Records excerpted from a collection
=-=-=-=-=
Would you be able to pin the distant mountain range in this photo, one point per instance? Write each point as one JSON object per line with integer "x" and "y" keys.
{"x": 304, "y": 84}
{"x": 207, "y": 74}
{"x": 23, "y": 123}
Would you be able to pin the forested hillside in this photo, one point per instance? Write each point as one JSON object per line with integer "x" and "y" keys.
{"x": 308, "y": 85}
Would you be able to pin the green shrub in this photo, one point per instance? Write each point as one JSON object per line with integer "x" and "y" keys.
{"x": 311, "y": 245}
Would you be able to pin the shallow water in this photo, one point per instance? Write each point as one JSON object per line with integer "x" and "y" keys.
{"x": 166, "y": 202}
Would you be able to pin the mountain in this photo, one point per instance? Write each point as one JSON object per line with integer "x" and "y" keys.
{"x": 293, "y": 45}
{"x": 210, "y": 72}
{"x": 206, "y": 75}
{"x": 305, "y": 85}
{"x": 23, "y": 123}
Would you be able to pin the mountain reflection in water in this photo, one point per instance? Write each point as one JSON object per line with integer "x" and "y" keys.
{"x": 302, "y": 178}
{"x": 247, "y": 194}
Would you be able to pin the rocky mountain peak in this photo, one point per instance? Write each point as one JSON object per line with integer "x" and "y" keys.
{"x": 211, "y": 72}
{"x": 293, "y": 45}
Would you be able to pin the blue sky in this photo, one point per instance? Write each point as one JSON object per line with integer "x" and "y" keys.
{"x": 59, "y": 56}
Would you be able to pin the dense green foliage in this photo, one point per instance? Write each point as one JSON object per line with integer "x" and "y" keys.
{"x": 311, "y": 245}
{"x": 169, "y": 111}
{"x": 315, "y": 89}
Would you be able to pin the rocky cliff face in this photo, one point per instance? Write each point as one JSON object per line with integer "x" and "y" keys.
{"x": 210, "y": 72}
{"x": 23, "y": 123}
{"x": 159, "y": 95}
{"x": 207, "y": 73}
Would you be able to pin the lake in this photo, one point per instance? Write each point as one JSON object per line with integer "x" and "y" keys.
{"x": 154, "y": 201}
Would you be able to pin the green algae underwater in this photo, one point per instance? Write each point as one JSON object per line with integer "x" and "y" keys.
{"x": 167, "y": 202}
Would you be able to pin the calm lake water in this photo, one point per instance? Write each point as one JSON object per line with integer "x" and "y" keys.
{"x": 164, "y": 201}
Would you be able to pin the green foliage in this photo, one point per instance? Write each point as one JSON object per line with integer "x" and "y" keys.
=-=-=-=-=
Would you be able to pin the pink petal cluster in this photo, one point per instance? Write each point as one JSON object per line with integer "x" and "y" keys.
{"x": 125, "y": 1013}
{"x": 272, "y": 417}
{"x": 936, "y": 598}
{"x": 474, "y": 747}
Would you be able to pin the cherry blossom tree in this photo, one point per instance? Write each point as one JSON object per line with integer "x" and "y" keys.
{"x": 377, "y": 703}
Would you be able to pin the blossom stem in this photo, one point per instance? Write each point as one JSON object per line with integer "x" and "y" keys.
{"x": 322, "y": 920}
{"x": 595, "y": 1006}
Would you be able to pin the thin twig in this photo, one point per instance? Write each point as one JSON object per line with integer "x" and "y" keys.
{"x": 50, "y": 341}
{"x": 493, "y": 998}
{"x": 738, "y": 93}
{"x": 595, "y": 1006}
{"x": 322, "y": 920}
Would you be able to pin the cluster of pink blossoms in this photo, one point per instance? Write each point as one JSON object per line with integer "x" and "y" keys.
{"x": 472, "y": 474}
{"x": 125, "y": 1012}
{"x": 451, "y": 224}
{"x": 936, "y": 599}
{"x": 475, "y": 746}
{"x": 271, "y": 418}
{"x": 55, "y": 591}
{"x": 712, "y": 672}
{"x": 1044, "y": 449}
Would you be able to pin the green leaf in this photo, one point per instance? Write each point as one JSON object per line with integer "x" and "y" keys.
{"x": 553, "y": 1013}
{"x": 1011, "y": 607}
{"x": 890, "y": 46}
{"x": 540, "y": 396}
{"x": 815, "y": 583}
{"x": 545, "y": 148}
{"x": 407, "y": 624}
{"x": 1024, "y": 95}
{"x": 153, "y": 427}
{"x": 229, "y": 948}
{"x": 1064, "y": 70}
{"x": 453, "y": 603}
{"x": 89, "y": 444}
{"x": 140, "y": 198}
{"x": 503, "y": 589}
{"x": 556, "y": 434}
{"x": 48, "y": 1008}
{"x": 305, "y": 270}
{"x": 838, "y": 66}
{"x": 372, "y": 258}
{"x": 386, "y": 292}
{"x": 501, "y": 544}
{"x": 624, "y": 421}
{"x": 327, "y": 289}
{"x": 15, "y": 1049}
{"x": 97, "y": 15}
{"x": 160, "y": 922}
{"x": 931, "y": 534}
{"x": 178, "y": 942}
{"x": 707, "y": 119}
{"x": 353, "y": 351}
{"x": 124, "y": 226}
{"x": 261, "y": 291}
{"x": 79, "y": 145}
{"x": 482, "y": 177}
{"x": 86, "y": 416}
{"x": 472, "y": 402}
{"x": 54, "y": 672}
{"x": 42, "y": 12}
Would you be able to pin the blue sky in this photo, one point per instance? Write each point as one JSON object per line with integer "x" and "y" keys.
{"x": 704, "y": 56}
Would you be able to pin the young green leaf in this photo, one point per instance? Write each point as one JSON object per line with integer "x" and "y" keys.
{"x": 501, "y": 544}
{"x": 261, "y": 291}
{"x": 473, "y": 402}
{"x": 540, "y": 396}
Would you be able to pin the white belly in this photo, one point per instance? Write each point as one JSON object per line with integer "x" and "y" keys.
=-=-=-=-=
#### WORK INSTRUCTIONS:
Retype exactly, and only, the lines above from the one where "Would you be able to pin the mountain in" occurs up to and including the one where "Would you be able to pin the green foliage" occurs.

#### PROBLEM SOLUTION:
Would you be able to pin the mountain in this photo, one point per instance? Write each point as one JSON object per line with integer "x" and "y" keys.
{"x": 293, "y": 45}
{"x": 210, "y": 72}
{"x": 206, "y": 75}
{"x": 305, "y": 85}
{"x": 23, "y": 123}
Would you be able to pin the mountain reflection in water in this photo, one point per instance? Write each point as one JSON object per line with integer "x" and "y" keys.
{"x": 302, "y": 178}
{"x": 247, "y": 194}
Would you be able to pin the rocky mountain peak in this photo, one point per instance? Write each point as one JSON object per line with integer "x" and "y" keys.
{"x": 211, "y": 72}
{"x": 293, "y": 45}
Would you be able to pin the blue sky in this photo, one point per instance? Write each point as one JSON object per line with integer "x" and "y" keys.
{"x": 59, "y": 56}
Would you be able to pin the dense green foliage in this photo, one point per instance? Write each point as one JSON object per line with integer "x" and "y" keys.
{"x": 311, "y": 245}
{"x": 169, "y": 111}
{"x": 315, "y": 89}
Would you be able to pin the rocky cliff face in this photo, one point per instance? Write each point as one JSON object per line with integer "x" and "y" keys.
{"x": 210, "y": 72}
{"x": 23, "y": 123}
{"x": 159, "y": 95}
{"x": 207, "y": 73}
Would you be able to pin the lake in this photo, one point per instance? Write each point as one JSON object per line with integer "x" and "y" keys.
{"x": 154, "y": 201}
Would you be able to pin the green algae underwater in this photo, one point per instance? Write each point as one JSON object per line with integer "x" and "y" keys.
{"x": 167, "y": 202}
Would you be able to pin the calm lake water in this photo, one point per instance? Write each point as one JSON object per line with integer "x" and "y" keys.
{"x": 164, "y": 201}
Would you be able to pin the green foliage in this photo, one point per instance? Write each point as one JSON object per line with integer "x" and "y" keys.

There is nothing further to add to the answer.